Rechtbank Midden-Nederland d.d. 17 februari 2023, ECLI:NL:RBMNE:2023:627, intrekking omgevingsvergunning Windplan Blauw, gemeente Dronten

Annotatie T. Rötscheid en M.A.A. Soppe

1              Op 5 oktober 2018 zijn er door het college van B&W van de gemeente Dronten zes omgevingsvergunningen voor de activiteiten bouwen en milieu verleend voor de realisatie van een windpark in en nabij Swifterbant (Windplan Blauw). Het windpark beslaat 61 windturbines waarvan een deel op land en een deel in het IJsselmeer is of wordt gerealiseerd. Door een groep inwoners, deels verenigd in een stichting, is verzocht om intrekking van deze (inmiddels onherroepelijke) omgevingsvergunningen. Omdat de stichting en de inwoners geen belanghebbenden zijn bij het verzoek om intrekkking van de omgevingsvergunningen voor de lijnopstellingen in het IJsselmeer, beperkt de rechtbank zich tot de omgevingsvergunningen voor de (inmiddels voltooide) windturbines op land.

========================

OPDRACHT: Herschrijf het deel van het tekstfragment dat begint bij "Annotatie T. Rötscheid" en eindigt bij "windturbines op land.", met "windpark" vervangen door "windturbinepark".

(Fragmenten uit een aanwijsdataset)
========================

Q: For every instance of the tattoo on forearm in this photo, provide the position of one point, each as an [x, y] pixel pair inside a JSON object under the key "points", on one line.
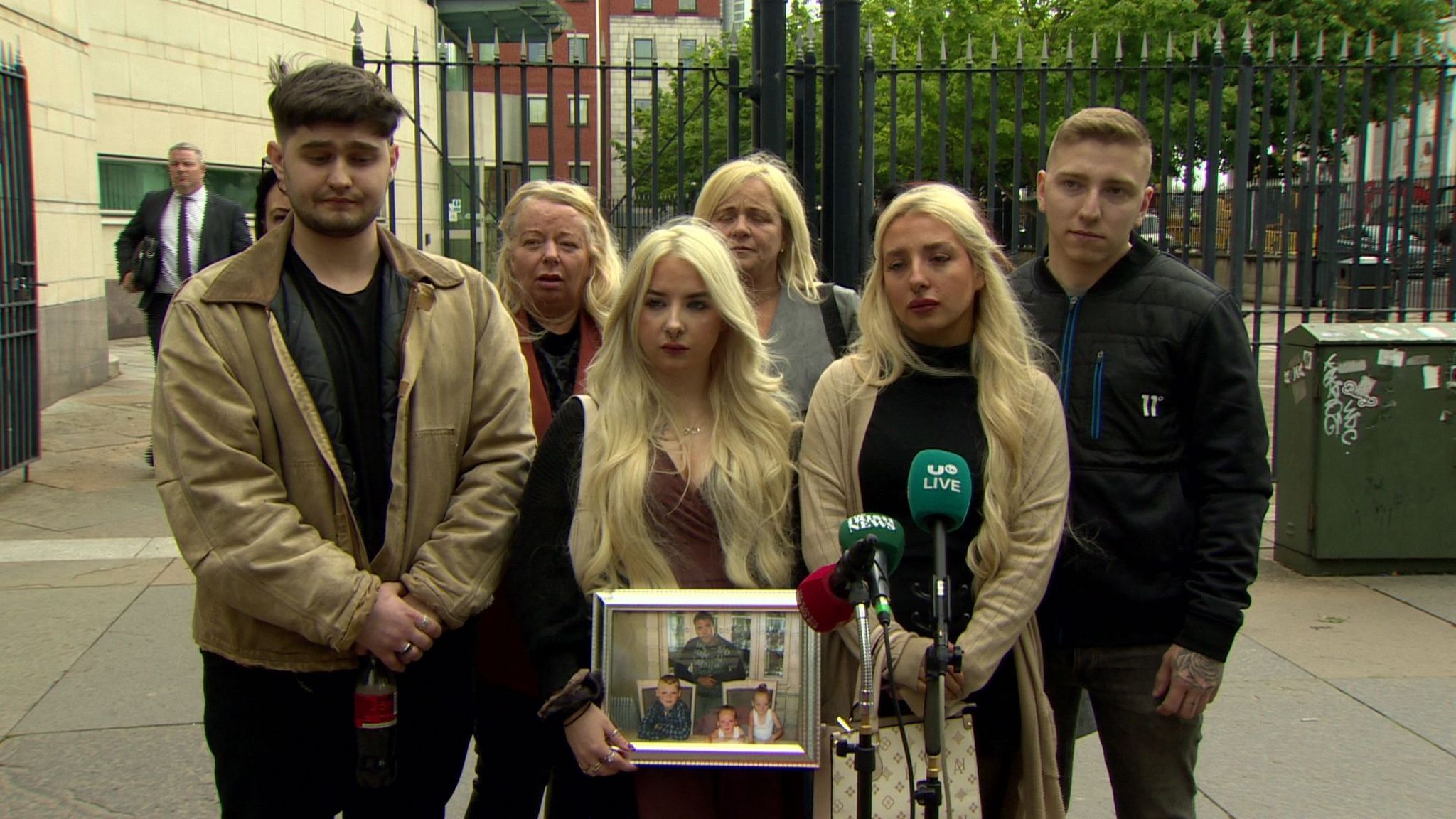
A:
{"points": [[1197, 670]]}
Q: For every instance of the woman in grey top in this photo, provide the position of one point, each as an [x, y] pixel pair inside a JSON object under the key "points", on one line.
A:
{"points": [[756, 205]]}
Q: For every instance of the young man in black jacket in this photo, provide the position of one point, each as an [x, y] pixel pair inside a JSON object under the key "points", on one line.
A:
{"points": [[1169, 480]]}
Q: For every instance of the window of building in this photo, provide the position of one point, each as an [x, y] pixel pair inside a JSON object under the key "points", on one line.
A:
{"points": [[536, 50], [536, 109], [126, 180], [579, 109], [687, 51], [644, 50], [577, 48]]}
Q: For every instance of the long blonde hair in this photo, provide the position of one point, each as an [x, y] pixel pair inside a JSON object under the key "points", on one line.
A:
{"points": [[606, 261], [1004, 355], [797, 269], [750, 481]]}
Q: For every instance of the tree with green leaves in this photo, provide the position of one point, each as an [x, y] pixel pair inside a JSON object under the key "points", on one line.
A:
{"points": [[1050, 55]]}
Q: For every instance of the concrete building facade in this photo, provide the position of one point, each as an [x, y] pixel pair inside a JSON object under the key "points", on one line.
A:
{"points": [[114, 83]]}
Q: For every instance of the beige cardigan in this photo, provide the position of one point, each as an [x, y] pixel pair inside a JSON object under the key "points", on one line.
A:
{"points": [[1005, 605]]}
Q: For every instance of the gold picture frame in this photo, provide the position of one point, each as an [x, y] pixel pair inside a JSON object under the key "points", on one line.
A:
{"points": [[743, 663]]}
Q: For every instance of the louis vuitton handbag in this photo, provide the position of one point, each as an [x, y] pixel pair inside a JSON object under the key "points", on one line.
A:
{"points": [[836, 783], [144, 264]]}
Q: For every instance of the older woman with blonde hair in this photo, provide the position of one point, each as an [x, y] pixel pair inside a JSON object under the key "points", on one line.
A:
{"points": [[756, 205], [946, 362], [558, 270], [673, 470]]}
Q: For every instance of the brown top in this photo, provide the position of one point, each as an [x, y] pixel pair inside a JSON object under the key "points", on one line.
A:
{"points": [[686, 528]]}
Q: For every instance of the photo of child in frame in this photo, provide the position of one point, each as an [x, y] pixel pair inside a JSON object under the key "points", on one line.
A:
{"points": [[708, 677], [668, 717]]}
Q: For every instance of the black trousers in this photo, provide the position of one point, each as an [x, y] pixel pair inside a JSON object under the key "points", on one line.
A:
{"points": [[283, 742], [158, 305]]}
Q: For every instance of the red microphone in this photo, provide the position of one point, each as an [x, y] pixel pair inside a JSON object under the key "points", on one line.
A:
{"points": [[820, 606]]}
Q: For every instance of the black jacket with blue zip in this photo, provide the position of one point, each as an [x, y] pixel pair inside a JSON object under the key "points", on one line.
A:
{"points": [[1169, 471]]}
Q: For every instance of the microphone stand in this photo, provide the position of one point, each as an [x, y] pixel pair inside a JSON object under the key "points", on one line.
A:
{"points": [[938, 658], [864, 752]]}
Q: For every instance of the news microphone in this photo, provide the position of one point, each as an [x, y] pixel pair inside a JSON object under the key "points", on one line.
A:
{"points": [[939, 490], [819, 605], [872, 547]]}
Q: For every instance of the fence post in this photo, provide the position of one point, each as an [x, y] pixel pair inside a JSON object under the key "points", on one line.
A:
{"points": [[772, 57], [845, 255], [1238, 241]]}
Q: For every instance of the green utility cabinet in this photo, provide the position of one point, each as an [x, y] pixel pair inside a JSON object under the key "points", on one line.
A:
{"points": [[1366, 449]]}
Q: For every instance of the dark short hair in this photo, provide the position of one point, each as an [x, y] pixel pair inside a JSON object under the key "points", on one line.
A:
{"points": [[267, 181], [331, 92]]}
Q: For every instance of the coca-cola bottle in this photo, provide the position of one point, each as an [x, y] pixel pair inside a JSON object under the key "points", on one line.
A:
{"points": [[376, 713]]}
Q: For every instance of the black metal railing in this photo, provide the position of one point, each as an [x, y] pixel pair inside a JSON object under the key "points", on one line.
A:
{"points": [[1275, 164], [19, 347]]}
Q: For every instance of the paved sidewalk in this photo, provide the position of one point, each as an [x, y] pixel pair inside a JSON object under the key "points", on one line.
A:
{"points": [[1340, 698]]}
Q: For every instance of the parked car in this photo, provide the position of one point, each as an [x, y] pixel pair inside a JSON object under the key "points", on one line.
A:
{"points": [[1397, 248]]}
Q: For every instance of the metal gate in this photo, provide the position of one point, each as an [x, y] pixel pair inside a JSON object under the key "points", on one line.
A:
{"points": [[19, 347]]}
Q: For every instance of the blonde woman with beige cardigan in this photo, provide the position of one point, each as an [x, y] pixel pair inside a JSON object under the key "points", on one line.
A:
{"points": [[946, 362]]}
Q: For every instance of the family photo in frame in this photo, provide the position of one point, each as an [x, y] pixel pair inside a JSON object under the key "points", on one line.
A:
{"points": [[710, 677]]}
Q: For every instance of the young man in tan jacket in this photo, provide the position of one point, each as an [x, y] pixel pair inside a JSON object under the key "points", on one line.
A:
{"points": [[343, 432]]}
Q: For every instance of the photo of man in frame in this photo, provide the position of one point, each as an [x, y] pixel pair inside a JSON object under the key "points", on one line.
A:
{"points": [[708, 660]]}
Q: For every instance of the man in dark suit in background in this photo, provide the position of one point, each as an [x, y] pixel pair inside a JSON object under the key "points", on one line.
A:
{"points": [[205, 226], [193, 226]]}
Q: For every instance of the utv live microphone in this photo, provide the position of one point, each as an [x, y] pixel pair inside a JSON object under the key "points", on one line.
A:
{"points": [[939, 490], [872, 547]]}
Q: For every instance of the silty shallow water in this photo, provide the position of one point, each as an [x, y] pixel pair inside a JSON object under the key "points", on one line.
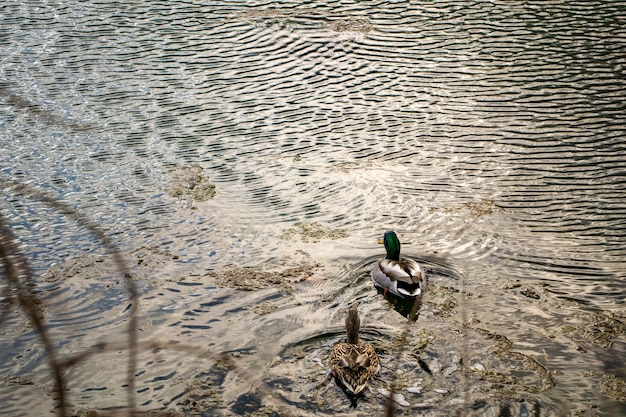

========================

JUISTE UITVOER:
Annotatie T. Rötscheid en M.A.A. Soppe

1              Op 5 oktober 2018 zijn er door het college van B&W van de gemeente Dronten zes omgevingsvergunningen voor de activiteiten bouwen en milieu verleend voor de realisatie van een windturbinepark in en nabij Swifterbant (Windplan Blauw). Het windturbinepark beslaat 61 windturbines waarvan een deel op land en een deel in het IJsselmeer is of wordt gerealiseerd. Door een groep inwoners, deels verenigd in een stichting, is verzocht om intrekking van deze (inmiddels onherroepelijke) omgevingsvergunningen. Omdat de stichting en de inwoners geen belanghebbenden zijn bij het verzoek om intrekkking van de omgevingsvergunningen voor de lijnopstellingen in het IJsselmeer, beperkt de rechtbank zich tot de omgevingsvergunningen voor de (inmiddels voltooide) windturbines op land.